» **Record set**:
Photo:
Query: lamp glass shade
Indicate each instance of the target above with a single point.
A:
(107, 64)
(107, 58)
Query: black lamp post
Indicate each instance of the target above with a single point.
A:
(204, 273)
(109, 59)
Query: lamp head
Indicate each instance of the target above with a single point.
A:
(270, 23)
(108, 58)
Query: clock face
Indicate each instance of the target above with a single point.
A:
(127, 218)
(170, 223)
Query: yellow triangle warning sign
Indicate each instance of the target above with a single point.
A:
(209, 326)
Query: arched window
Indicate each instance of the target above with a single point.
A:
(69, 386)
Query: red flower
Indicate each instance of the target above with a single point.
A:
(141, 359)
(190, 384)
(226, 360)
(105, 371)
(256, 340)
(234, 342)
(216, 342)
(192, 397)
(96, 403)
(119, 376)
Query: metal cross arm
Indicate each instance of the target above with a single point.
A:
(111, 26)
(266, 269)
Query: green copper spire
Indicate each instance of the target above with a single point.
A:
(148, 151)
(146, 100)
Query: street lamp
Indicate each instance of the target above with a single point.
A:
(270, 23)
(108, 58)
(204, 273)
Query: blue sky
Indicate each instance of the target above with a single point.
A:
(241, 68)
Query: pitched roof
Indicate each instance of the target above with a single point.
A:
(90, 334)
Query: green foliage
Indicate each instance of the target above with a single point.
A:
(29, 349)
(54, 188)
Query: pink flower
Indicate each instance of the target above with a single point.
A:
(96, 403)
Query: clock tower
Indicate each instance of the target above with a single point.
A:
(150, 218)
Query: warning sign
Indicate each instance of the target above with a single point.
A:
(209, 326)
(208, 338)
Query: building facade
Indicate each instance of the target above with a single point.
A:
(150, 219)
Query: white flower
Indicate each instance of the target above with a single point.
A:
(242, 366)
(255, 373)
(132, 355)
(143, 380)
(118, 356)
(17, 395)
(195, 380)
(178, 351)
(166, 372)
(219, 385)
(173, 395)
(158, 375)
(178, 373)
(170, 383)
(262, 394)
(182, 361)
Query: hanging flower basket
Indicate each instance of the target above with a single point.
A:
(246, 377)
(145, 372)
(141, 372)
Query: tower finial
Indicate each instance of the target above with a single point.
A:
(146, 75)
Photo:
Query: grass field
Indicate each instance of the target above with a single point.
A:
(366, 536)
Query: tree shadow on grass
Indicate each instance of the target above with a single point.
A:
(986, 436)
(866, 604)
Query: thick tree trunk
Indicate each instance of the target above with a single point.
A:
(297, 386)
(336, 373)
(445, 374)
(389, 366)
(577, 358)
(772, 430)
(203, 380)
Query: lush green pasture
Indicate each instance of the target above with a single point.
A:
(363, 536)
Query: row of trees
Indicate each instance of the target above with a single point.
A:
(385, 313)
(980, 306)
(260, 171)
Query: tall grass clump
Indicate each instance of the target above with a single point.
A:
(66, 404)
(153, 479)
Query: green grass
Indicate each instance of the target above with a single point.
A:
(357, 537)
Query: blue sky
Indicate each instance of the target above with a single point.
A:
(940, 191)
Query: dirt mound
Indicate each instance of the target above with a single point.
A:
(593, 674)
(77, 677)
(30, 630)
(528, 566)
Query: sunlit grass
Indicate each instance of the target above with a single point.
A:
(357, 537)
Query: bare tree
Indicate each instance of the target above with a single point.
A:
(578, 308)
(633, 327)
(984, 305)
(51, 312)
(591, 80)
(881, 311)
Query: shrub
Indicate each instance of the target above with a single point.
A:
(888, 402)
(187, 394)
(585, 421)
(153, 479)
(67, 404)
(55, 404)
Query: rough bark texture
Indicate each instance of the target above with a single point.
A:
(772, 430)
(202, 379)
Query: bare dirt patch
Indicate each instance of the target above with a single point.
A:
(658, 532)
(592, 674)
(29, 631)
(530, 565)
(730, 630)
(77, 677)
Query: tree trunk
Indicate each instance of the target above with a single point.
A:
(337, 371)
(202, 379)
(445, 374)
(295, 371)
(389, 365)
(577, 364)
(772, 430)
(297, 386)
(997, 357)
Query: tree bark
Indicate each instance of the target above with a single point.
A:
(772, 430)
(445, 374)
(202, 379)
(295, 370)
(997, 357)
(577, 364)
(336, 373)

» **Problem requirements**:
Report each line in the preceding entries that holds the string "sign".

» **Exercise response**:
Query: yellow triangle warning sign
Query: warning sign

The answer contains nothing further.